(Data under study begins)

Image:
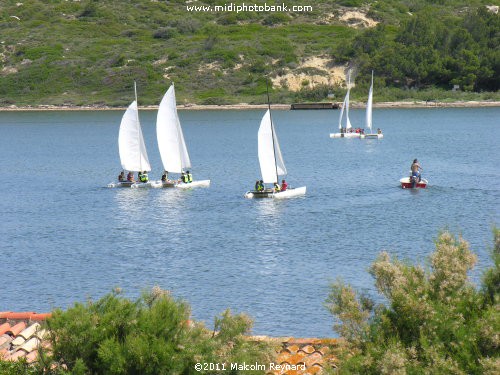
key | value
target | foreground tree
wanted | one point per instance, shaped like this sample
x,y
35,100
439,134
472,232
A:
x,y
435,320
152,335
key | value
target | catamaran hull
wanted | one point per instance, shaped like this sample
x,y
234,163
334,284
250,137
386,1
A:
x,y
289,193
163,184
372,136
406,183
345,135
142,185
120,184
194,184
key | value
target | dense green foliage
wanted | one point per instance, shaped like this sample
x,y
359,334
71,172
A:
x,y
18,368
435,322
89,52
152,335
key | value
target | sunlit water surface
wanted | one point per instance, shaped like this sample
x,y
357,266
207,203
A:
x,y
67,237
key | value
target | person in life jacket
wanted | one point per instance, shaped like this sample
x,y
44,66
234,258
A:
x,y
143,177
284,185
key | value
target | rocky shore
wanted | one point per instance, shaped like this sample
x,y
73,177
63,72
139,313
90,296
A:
x,y
244,106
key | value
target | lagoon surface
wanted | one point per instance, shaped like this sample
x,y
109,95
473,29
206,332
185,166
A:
x,y
66,237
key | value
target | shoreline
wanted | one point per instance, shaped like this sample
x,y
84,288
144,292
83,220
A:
x,y
244,106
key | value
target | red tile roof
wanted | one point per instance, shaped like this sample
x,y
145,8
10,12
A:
x,y
304,356
20,335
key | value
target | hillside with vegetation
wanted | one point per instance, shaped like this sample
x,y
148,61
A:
x,y
75,53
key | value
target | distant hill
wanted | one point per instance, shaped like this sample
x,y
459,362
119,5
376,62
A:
x,y
89,52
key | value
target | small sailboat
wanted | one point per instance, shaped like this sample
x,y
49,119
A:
x,y
347,131
271,162
413,182
369,106
131,147
173,150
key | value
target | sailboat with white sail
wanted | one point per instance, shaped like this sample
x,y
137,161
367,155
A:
x,y
369,107
271,163
345,132
131,147
173,150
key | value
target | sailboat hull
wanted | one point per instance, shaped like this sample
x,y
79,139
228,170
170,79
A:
x,y
406,183
194,184
121,184
142,185
345,135
372,136
163,184
289,193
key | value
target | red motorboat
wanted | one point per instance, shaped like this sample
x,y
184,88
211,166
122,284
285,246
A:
x,y
413,183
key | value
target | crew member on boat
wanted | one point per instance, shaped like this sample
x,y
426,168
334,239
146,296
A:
x,y
143,177
415,170
284,185
261,186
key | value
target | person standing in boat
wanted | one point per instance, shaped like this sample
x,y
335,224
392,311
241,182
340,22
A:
x,y
143,177
415,170
284,185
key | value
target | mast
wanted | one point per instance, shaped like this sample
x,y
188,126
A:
x,y
272,129
178,124
137,118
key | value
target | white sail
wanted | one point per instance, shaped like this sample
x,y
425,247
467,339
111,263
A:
x,y
345,105
133,155
270,158
369,106
348,122
173,150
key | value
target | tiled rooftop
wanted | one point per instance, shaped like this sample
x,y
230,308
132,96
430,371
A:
x,y
21,335
302,356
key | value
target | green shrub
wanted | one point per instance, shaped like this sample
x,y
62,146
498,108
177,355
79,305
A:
x,y
435,320
152,335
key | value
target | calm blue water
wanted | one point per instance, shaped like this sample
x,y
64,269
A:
x,y
66,237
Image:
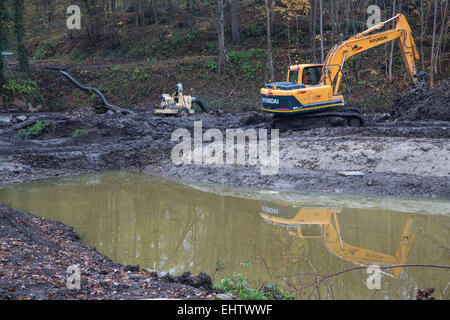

(Data under study ends)

### [Brief]
An exact copy of the whole listing is required, minus the pictures.

### [Reply to the exercise]
Image:
key | value
target | foreground tree
wanted | one point per instance, shaped like this sample
x,y
35,100
439,134
472,232
A:
x,y
435,320
152,335
key | value
target | catamaran hull
wanted | one point per instance, shaped like this sample
x,y
234,163
334,284
250,137
386,1
A:
x,y
289,193
163,184
372,136
406,183
345,135
142,185
120,184
194,184
key | value
target | dense green foliage
wanted | one point per instance, shaped like this sample
x,y
359,334
71,172
A:
x,y
18,368
435,322
89,52
152,335
key | value
target | sunlit water surface
wanted | one point per instance, shaped like this sample
x,y
357,266
207,203
A:
x,y
67,237
key | value
target | person in life jacket
wanted | one point per instance, shaped like this sample
x,y
44,66
234,258
A:
x,y
143,177
284,185
key | value
target | rocky shore
wanted | one point per instance, shaped like this sample
x,y
73,177
63,72
139,313
90,296
A:
x,y
244,106
key | value
target | lagoon surface
wanted | one point per instance, shaped like this sample
x,y
109,95
473,29
206,332
185,166
A:
x,y
66,237
key | value
target | shoreline
wanted | one point per instance, shaped like this sample
x,y
84,288
144,292
83,220
A:
x,y
244,106
key | value
target | red tile roof
wanted | one point per instance, shaped like this sample
x,y
145,8
10,12
A:
x,y
304,356
20,335
key | value
target | hillside with vegetation
wanted | one point per instance, shaped like this sample
x,y
148,61
A:
x,y
75,53
key | value
target | distant hill
wanted | one point per instance, shaped like this sample
x,y
459,362
119,5
376,62
A:
x,y
89,52
key | value
target | small sailboat
wanted | one point per instance, shaped like this sample
x,y
49,119
A:
x,y
347,131
271,162
413,182
369,106
131,147
173,150
key | value
target | sailboat with white sail
wanted | one point per instance, shaped like this sample
x,y
137,161
367,155
A:
x,y
369,107
271,163
345,132
131,147
173,150
key | value
target | sailboat hull
wanted | one point per instance, shaped like this sample
x,y
79,139
228,170
170,79
A:
x,y
406,183
194,184
121,184
142,185
345,135
372,136
163,184
289,193
key | value
target | red motorboat
wanted | one point per instance, shaped like this sample
x,y
184,88
211,166
122,284
285,246
A:
x,y
413,183
key | value
target | crew member on boat
wanted | one point per instance, shaped like this sample
x,y
426,168
334,239
146,296
A:
x,y
143,177
415,170
284,185
261,186
key | value
target | person standing in boat
wanted | one point per instance, shaped like this sample
x,y
335,224
392,311
241,182
340,22
A:
x,y
143,177
415,170
284,185
key | value
target | mast
wanted | one point per instance, shaped like this sample
x,y
188,126
A:
x,y
272,129
178,124
137,118
key | value
target | white sail
wanted | one point per instance, shaped like this sample
x,y
425,247
467,339
111,263
A:
x,y
345,105
133,155
270,158
369,106
348,122
173,150
key | value
target | tiled rooftop
wanted | one point per instance, shaped like this sample
x,y
230,308
132,96
430,371
A:
x,y
21,335
302,356
key | value
target | green shrub
wanted | one point per instance, shaped like this sample
x,y
62,146
498,108
177,355
79,305
A:
x,y
435,320
152,335
key | value
target | calm blue water
wanted | one point per instance, shaped like this sample
x,y
64,269
A:
x,y
66,237
Image:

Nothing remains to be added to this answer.